**Instructions for the task**.
Could you copy, word for word, only the lines from the one containing "Query: green forested" through the last line of the records below, both included?

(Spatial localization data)

* * * *

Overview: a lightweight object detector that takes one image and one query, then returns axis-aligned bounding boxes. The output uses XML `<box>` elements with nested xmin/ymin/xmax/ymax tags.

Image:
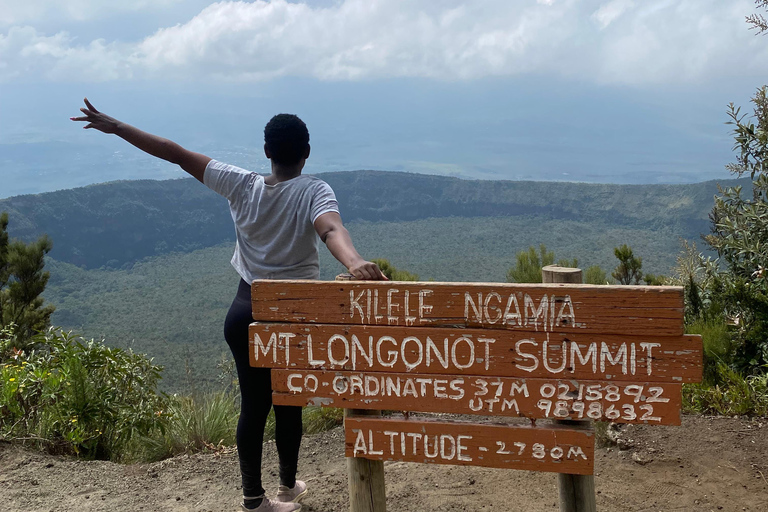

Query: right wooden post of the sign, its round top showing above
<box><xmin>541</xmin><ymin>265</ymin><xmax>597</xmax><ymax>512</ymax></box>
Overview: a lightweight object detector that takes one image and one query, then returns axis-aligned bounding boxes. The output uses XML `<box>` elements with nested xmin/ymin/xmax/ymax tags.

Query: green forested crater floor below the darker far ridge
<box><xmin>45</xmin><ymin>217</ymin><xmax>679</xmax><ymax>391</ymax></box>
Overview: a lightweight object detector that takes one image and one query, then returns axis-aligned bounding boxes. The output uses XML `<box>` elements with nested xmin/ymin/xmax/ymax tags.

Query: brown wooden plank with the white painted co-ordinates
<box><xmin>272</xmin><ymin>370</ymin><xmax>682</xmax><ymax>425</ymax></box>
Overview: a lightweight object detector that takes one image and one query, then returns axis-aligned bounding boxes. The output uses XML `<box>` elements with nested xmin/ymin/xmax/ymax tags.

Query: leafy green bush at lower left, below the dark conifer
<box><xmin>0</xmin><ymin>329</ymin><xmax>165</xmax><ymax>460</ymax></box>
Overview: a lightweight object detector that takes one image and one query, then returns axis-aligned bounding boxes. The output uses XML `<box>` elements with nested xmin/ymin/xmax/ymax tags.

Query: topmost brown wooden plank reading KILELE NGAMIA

* * * *

**Response to the task**.
Query: green forested crater floor below the darker far ridge
<box><xmin>45</xmin><ymin>217</ymin><xmax>679</xmax><ymax>391</ymax></box>
Overview: a lightweight object detector that takes one image and one query, then returns axis-aligned bounding boxes. The output uses XML `<box>` elements with nested xmin/ymin/xmax/ymax tags.

Query: brown wooden plank with the white painted co-ordinates
<box><xmin>272</xmin><ymin>370</ymin><xmax>682</xmax><ymax>425</ymax></box>
Overview: a lightweight object detector that takes one image and one query, then returns axis-aligned bounding boxes. The output uses XML `<box>` elements with nested xmin/ymin/xmax/ymax tags.

Query: leafy green bush at lower left, below the dark conifer
<box><xmin>0</xmin><ymin>329</ymin><xmax>165</xmax><ymax>460</ymax></box>
Overview: a lightweight object detector that takes one image and one query, then returns axis-aligned bounding boxes. The output uses XML `<box>` elements with nested xmin/ymin/xmax/ymax tags.

Query: topmost brown wooden plank reading KILELE NGAMIA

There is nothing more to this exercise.